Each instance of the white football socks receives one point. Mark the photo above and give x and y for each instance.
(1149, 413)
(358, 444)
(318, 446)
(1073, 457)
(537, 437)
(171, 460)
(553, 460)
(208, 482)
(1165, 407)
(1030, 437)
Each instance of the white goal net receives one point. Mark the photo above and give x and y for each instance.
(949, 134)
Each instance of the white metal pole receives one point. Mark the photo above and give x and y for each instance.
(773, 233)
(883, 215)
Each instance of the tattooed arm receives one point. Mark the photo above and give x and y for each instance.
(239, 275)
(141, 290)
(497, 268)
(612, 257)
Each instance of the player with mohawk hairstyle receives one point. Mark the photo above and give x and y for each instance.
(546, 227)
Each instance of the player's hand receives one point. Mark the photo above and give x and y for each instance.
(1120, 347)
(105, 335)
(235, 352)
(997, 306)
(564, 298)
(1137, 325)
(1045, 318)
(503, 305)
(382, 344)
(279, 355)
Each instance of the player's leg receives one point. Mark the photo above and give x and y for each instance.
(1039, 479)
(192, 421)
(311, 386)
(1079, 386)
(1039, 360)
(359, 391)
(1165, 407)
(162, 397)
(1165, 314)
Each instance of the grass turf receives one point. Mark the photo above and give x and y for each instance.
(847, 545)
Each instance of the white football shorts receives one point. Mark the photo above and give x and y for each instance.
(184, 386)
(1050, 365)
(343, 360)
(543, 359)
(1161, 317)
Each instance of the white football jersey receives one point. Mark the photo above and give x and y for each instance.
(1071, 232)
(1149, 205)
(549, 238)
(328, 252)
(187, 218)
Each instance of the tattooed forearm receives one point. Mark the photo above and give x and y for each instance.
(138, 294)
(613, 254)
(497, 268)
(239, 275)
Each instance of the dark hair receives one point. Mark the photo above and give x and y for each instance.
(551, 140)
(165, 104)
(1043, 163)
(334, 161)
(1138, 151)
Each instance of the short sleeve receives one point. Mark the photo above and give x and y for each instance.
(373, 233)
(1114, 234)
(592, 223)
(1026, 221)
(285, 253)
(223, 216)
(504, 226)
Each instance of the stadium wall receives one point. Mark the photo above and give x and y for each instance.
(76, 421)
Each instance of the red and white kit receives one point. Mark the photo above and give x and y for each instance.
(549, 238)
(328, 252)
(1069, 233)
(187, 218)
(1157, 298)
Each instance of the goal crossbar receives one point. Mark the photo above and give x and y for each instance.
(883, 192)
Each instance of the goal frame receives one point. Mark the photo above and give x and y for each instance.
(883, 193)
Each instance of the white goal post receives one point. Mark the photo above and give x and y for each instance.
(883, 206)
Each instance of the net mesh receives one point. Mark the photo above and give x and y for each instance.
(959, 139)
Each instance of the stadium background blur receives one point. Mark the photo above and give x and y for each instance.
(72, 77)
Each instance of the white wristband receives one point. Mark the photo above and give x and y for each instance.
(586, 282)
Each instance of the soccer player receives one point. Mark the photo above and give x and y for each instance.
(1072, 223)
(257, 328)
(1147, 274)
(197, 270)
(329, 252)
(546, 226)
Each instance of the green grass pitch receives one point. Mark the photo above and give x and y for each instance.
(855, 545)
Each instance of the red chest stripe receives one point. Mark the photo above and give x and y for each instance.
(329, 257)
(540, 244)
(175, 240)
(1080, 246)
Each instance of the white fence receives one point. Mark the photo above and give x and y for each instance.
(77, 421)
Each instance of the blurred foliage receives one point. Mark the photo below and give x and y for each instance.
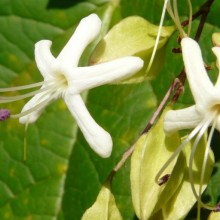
(62, 176)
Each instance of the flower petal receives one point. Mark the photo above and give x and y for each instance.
(99, 140)
(199, 81)
(42, 100)
(216, 51)
(104, 73)
(181, 119)
(44, 57)
(87, 30)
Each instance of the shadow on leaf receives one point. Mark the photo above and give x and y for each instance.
(62, 4)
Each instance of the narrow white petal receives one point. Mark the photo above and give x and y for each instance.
(44, 57)
(216, 51)
(199, 82)
(218, 124)
(36, 100)
(87, 30)
(99, 140)
(186, 118)
(109, 72)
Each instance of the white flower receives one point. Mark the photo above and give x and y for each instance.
(206, 110)
(204, 113)
(63, 79)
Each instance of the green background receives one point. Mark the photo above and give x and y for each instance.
(62, 176)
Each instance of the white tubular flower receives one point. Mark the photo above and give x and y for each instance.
(63, 79)
(204, 113)
(206, 110)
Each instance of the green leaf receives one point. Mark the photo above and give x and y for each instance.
(34, 189)
(133, 36)
(104, 207)
(151, 152)
(183, 199)
(214, 216)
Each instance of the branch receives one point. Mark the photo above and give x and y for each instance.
(177, 86)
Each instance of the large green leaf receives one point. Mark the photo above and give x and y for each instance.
(60, 167)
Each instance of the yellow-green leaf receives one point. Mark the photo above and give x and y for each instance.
(183, 200)
(104, 207)
(133, 36)
(216, 39)
(214, 216)
(151, 152)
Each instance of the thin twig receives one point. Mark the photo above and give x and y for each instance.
(177, 86)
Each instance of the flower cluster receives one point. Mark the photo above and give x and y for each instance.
(64, 79)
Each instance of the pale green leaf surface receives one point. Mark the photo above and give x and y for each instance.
(23, 22)
(214, 216)
(183, 200)
(133, 36)
(104, 207)
(33, 189)
(151, 152)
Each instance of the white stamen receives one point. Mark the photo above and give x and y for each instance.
(158, 35)
(17, 88)
(35, 108)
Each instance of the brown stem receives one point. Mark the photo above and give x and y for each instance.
(177, 85)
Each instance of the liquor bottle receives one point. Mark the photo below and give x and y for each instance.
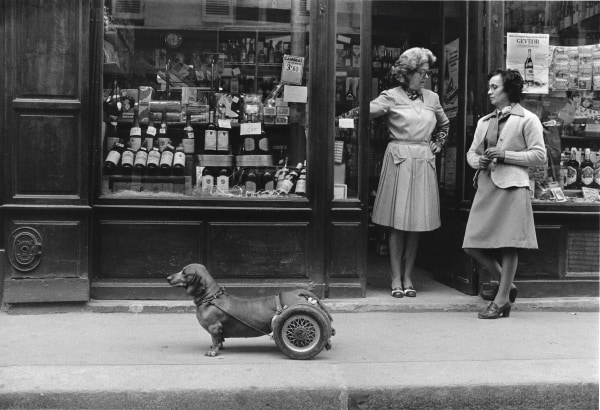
(163, 136)
(113, 158)
(188, 140)
(266, 181)
(290, 179)
(573, 171)
(141, 158)
(135, 133)
(150, 133)
(166, 160)
(153, 159)
(301, 184)
(210, 135)
(264, 148)
(528, 69)
(587, 170)
(208, 181)
(222, 141)
(223, 180)
(350, 93)
(179, 161)
(597, 170)
(250, 180)
(127, 159)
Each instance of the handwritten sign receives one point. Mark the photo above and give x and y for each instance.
(250, 128)
(292, 69)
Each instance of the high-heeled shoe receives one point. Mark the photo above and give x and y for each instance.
(491, 294)
(494, 312)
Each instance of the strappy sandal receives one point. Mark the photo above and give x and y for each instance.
(410, 292)
(397, 293)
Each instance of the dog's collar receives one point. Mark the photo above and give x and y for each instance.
(213, 297)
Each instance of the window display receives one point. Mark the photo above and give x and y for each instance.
(570, 107)
(203, 103)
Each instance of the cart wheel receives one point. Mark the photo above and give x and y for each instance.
(301, 331)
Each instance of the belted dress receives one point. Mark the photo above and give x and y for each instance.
(407, 196)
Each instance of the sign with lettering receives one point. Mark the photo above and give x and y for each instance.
(292, 69)
(529, 54)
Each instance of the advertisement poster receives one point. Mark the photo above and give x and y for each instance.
(450, 102)
(529, 54)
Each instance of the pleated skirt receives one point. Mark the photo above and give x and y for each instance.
(500, 218)
(407, 197)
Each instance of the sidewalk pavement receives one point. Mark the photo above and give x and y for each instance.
(150, 354)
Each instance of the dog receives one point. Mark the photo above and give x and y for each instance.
(224, 316)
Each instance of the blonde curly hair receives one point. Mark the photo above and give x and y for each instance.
(409, 62)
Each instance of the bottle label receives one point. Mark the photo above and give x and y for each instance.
(114, 157)
(249, 144)
(141, 158)
(223, 141)
(127, 158)
(263, 144)
(188, 145)
(166, 159)
(210, 140)
(162, 143)
(154, 157)
(571, 175)
(135, 142)
(179, 159)
(223, 183)
(587, 176)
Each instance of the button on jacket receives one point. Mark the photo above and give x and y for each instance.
(521, 138)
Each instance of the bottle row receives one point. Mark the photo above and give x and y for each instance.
(579, 168)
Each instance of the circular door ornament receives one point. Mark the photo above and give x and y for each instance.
(25, 249)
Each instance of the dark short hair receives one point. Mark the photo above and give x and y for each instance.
(512, 82)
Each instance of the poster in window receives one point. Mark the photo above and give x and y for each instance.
(529, 54)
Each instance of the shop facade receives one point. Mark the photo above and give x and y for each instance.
(273, 189)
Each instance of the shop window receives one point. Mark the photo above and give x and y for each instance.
(562, 72)
(204, 100)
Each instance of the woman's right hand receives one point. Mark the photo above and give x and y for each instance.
(484, 162)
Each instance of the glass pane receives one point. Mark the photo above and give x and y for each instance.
(562, 75)
(205, 99)
(348, 83)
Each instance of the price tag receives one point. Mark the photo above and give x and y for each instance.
(346, 122)
(292, 69)
(224, 123)
(250, 128)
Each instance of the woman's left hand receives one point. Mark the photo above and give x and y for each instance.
(494, 152)
(435, 148)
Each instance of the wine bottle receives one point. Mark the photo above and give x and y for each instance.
(113, 158)
(188, 140)
(127, 159)
(290, 179)
(135, 133)
(153, 159)
(163, 136)
(587, 170)
(573, 171)
(250, 180)
(150, 133)
(179, 161)
(210, 135)
(529, 75)
(141, 158)
(301, 184)
(166, 159)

______

### DIRECTIONS
Only one span is to be repeated: the line with "Each instance of the shop window" through the final line of the entries above, word for word.

### SOLUTION BELOW
Each instance of the shop window receives one point. Mark the photo above and give x and y for each instance.
(562, 72)
(204, 100)
Each instance of the woman's right hand receives one point. Mark the photo above and give x and y for each instance.
(484, 162)
Each instance of the glass pane receives one point. Mark the photo above and give x and y for each instance.
(562, 75)
(205, 99)
(348, 83)
Each instance of the price tag receives one point. Mark the photo above and give x and y for each instance.
(346, 122)
(292, 69)
(224, 123)
(250, 128)
Each instance of the woman's left hand receives one point. Mark the photo above and give x and y for each instance.
(494, 152)
(435, 148)
Each instance of the wine bottle receives one point. Mark the photo above and give x and y for each instance.
(113, 158)
(188, 140)
(127, 159)
(290, 179)
(135, 133)
(153, 159)
(163, 136)
(587, 170)
(573, 171)
(250, 180)
(150, 133)
(179, 161)
(210, 135)
(529, 75)
(141, 158)
(301, 184)
(166, 159)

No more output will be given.